◆ What you should do ◆
Return the records below from the line containing "Locate the stone arch" onward, exactly, through and including the last line.

=-=-=

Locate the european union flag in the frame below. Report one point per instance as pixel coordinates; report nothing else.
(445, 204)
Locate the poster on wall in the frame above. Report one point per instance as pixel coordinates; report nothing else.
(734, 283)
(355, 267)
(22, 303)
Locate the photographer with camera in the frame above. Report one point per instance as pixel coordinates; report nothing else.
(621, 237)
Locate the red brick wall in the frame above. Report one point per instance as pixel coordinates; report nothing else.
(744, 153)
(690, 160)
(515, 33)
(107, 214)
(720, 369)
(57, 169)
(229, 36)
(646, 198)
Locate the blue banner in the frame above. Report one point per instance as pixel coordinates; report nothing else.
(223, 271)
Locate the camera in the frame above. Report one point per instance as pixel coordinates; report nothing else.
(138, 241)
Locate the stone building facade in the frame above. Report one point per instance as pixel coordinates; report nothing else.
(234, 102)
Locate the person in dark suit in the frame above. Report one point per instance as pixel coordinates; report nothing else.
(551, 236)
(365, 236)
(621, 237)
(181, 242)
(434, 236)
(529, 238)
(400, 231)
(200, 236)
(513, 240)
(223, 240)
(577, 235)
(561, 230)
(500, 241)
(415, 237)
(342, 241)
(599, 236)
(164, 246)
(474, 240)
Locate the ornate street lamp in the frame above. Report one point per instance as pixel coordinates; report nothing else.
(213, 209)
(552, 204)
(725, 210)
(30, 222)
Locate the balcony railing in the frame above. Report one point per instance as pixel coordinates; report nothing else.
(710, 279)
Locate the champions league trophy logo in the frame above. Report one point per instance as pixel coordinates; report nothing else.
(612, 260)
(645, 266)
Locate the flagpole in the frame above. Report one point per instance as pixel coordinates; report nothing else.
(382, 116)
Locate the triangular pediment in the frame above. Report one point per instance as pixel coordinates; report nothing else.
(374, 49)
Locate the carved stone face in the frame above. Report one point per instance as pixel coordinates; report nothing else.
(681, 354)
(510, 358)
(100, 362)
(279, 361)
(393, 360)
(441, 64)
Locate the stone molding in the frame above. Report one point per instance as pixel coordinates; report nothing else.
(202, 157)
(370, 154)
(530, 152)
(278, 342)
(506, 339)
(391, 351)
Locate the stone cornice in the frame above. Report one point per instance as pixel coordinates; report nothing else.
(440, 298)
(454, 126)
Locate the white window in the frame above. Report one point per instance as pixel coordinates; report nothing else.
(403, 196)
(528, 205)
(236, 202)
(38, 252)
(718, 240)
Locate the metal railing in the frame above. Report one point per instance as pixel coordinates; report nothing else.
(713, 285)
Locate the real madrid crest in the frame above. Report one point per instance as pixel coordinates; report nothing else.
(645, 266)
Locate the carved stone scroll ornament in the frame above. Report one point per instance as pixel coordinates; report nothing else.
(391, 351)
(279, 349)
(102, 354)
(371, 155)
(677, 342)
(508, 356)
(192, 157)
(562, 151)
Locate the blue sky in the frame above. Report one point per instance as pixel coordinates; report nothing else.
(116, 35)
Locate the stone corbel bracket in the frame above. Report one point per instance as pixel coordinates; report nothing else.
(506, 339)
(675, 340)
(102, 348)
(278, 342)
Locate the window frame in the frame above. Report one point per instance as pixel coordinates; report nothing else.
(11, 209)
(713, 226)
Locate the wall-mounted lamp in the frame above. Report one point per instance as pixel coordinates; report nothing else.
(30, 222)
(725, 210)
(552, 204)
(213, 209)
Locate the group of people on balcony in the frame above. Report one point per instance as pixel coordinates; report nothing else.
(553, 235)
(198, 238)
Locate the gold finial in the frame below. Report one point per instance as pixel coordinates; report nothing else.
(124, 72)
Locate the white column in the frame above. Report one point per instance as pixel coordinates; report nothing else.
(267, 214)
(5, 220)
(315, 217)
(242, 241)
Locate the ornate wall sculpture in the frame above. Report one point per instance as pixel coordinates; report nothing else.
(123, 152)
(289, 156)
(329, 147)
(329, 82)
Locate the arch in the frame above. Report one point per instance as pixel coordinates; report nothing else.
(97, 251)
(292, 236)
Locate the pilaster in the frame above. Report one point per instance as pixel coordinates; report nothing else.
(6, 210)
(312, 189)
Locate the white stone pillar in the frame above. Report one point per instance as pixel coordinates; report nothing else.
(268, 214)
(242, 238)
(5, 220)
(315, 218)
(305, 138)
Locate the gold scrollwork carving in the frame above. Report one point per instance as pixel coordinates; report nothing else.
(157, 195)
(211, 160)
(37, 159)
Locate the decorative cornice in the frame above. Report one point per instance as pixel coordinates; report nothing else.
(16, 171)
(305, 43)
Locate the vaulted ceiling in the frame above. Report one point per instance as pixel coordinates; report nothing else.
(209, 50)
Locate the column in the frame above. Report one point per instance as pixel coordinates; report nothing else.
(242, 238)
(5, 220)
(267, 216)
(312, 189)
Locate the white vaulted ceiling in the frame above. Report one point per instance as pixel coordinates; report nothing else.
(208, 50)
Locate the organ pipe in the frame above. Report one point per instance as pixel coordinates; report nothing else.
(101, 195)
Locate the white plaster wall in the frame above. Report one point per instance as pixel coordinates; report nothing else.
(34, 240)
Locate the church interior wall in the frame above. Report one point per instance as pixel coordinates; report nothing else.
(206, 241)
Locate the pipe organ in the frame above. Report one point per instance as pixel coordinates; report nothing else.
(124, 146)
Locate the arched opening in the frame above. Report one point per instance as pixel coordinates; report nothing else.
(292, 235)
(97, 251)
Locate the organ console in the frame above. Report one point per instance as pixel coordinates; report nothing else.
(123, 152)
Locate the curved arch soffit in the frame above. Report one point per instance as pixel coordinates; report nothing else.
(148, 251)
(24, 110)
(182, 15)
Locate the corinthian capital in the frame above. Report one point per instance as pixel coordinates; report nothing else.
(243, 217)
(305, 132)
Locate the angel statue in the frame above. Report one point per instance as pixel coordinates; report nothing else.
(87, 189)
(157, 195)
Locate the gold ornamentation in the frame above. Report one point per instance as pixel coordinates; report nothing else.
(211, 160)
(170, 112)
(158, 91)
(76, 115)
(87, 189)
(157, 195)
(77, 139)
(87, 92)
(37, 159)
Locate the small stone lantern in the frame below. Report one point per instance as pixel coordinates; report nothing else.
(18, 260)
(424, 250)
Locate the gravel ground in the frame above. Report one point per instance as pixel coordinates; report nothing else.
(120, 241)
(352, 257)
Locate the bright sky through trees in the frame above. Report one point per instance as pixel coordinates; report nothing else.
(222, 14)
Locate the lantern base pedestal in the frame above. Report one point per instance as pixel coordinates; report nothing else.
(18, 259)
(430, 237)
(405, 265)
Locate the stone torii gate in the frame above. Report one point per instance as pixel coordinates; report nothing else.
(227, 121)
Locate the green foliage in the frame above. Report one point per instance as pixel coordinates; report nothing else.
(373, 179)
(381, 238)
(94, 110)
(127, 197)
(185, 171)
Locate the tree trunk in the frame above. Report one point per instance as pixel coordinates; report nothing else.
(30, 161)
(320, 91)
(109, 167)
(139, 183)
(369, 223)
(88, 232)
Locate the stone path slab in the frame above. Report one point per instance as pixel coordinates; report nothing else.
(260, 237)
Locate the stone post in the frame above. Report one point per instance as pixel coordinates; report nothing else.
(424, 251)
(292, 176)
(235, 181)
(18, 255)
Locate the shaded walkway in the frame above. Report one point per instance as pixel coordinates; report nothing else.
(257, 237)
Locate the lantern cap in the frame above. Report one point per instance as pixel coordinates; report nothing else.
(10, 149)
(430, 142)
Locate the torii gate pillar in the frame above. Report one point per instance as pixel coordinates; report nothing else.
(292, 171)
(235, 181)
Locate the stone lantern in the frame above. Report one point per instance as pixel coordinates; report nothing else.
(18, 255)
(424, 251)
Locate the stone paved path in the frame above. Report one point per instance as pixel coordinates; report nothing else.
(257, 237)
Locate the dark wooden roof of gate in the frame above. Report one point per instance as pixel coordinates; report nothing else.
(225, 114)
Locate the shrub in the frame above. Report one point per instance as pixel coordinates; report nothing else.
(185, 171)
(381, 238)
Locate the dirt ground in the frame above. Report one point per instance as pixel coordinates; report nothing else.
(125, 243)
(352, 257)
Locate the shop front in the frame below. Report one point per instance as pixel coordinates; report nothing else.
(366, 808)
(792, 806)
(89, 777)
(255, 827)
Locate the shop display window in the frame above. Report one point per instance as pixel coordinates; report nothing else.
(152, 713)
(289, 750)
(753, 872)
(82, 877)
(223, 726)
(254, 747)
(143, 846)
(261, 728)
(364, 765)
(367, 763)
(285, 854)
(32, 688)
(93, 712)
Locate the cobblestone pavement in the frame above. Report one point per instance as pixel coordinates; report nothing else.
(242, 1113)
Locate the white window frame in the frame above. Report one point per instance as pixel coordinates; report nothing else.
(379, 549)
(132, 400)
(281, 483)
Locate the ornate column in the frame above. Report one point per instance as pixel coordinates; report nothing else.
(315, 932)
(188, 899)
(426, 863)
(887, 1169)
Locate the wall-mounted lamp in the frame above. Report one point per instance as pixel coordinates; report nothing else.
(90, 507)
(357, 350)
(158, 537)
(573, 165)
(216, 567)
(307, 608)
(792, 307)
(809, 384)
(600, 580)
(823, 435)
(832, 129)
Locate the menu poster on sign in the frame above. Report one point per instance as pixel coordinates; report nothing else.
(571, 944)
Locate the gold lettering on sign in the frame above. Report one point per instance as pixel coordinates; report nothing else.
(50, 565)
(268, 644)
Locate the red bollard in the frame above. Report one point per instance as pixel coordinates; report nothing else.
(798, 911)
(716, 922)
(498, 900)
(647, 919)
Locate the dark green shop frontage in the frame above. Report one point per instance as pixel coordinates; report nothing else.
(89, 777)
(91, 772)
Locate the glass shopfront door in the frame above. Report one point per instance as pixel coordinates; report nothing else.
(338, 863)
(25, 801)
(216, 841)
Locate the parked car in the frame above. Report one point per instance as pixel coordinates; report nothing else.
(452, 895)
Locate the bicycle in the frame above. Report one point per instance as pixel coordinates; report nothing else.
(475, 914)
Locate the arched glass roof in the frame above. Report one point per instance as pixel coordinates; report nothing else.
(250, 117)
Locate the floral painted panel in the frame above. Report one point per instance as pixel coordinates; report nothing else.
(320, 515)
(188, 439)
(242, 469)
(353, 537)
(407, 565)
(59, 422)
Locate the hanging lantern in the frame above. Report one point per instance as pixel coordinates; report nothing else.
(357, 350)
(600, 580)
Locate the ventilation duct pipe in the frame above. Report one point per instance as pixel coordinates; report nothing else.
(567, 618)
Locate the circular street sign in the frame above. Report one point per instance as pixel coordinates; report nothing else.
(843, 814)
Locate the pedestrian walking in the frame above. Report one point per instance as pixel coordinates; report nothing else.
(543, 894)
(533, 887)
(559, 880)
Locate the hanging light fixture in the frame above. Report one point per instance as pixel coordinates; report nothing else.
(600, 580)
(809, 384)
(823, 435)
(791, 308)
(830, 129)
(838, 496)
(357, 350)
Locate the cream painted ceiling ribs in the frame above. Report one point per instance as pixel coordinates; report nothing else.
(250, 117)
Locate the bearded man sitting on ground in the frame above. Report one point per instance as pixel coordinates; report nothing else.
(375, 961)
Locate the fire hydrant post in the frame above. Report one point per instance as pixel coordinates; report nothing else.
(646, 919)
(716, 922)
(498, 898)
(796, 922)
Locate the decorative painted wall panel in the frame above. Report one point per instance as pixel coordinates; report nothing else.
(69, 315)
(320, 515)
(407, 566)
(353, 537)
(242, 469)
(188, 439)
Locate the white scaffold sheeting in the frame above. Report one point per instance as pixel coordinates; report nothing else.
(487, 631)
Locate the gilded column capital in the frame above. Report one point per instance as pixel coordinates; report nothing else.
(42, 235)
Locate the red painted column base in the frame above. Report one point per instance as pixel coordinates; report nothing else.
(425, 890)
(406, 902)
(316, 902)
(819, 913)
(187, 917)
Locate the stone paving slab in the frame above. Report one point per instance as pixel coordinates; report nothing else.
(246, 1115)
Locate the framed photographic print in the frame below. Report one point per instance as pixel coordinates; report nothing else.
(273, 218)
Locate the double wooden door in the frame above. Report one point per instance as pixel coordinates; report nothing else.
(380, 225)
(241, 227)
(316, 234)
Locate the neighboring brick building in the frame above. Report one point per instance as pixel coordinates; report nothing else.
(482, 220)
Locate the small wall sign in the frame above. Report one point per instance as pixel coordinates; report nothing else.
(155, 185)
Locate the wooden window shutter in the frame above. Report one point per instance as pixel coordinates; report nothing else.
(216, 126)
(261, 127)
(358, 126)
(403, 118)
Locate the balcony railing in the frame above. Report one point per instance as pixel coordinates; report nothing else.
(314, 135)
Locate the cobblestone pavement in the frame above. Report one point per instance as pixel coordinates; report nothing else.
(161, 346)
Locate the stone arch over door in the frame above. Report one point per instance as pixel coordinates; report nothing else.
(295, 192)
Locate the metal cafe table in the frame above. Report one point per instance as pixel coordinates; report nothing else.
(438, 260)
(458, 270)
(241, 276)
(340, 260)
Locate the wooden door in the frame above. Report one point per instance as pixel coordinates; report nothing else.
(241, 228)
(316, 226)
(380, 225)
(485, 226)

=-=-=

◆ Solved exercise ◆
Locate the stone arch over door in the frame above. Report one point per instance as pixel coordinates; report nothing else.
(295, 192)
Locate the metal cafe table in the frame above. Report one point per instance as pixel coordinates; report nothing else.
(438, 260)
(458, 270)
(241, 276)
(340, 260)
Locate the wooden door in the frame above. Report one point per instance as pixel coordinates; report nothing else.
(241, 228)
(316, 226)
(380, 225)
(485, 226)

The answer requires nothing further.